■ EXERCISE INPUT
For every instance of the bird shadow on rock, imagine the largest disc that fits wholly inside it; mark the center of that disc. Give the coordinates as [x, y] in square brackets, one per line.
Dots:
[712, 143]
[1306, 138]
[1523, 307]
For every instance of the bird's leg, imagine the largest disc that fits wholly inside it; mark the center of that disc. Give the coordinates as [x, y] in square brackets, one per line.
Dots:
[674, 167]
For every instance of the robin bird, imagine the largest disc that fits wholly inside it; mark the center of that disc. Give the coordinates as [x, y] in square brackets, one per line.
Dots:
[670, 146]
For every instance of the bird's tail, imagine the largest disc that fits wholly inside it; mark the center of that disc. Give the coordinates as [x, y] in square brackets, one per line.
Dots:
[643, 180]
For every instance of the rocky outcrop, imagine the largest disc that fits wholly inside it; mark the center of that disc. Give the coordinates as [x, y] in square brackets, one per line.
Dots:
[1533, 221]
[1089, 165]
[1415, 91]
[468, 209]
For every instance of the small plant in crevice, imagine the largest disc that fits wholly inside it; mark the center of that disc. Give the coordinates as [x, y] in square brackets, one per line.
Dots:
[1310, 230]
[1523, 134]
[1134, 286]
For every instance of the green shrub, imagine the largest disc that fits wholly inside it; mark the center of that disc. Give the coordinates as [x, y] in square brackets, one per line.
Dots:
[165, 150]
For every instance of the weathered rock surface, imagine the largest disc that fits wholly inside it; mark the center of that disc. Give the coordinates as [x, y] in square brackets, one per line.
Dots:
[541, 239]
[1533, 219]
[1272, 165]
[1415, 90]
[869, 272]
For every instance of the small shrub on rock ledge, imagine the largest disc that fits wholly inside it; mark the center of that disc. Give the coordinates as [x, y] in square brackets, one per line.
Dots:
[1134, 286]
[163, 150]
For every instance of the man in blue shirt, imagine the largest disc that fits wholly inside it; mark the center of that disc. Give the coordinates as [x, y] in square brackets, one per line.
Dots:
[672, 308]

■ TASK REQUIREMENTS
Rewrite all the lines above as a two-column CSV with the headers input and output. Give one row per line and its answer, with each value in a single quoted field and line breaks replaced by spaces.

■ TASK RESULT
input,output
"For every instance of the bird shadow on rock, imagine the largest disc that fits wholly inside it; mark the center of that disc. Give the coordinates as [x, y] in square brackets, one per line. Dots:","[712, 143] [1306, 138] [1523, 307]"
"For every instance of the bird's leg, imagine the largest disc that fits wholly inside it; mark the center of that disc. Give the coordinates as [x, y] in square brackets, one per line. Dots:","[674, 167]"
"For every instance of the robin bird, imagine the largest disc that fits wholly inside it; mark the center of that disc. Give the coordinates as [x, y] in square brackets, one per line. Dots:","[670, 146]"
"For every instance of the bird's tail, imagine the largest disc that fits wholly inside it; mark the center of that disc. Give the coordinates as [x, y] in square brackets, one per line. Dots:","[643, 180]"
"For every instance of the rocky outcrop, imagine the largest disc that fits wholly inside it; mark the center of that disc. Give the coordinates as [x, y] in square brackets, one per line. Dots:","[1533, 221] [1089, 165] [1415, 91] [468, 209]"
"For every instance of the small plant in crevice, imagine the largest disc that fits wholly inside it; mark the center of that disc. Give the coordinates as [x, y] in square brackets, one per line. Dots:","[1310, 230] [1523, 134] [1134, 286]"
"For every instance of the green shrub, imagine the largest disc that fits wholly inside it; mark the center of that disc. Give the coordinates as [x, y] in square brackets, one per line. Dots:","[165, 150]"
"For every instance of the weathered rock surface, imagine the largest disc that fits wholly inside it; mark the center of that disc. Give the coordinates as [x, y] in square brackets, one per line. Dots:","[541, 239] [1533, 219] [1272, 165] [1415, 90] [869, 272]"
"For every instance of the small shrub on rock ledge, imagine the largest disc that fits wholly inside it; mark the center of that disc. Give the coordinates as [x, y] in square brackets, one per line. Dots:","[1134, 286] [163, 150]"
"For every instance of the man in blue shirt, imagine the largest disc that fits wholly inside it; mark the center of that disc. Give the coordinates as [x, y] in square brackets, one per line. Dots:","[672, 308]"